Referring expression data
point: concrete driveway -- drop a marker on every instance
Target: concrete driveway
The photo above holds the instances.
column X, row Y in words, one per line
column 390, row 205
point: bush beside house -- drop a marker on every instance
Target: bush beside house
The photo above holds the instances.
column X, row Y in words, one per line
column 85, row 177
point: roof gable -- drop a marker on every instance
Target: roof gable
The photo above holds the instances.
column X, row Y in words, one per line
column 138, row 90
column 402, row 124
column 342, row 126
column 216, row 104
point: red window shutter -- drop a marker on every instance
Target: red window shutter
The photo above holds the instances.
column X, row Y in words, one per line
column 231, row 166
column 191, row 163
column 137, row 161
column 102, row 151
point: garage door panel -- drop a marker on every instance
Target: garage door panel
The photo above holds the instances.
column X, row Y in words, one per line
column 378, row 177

### What you are asked to do
Among the records, find every line holding the word "roof" and copy it.

### Solution below
point: roof gable -- drop a marker on every instance
Target: roof gable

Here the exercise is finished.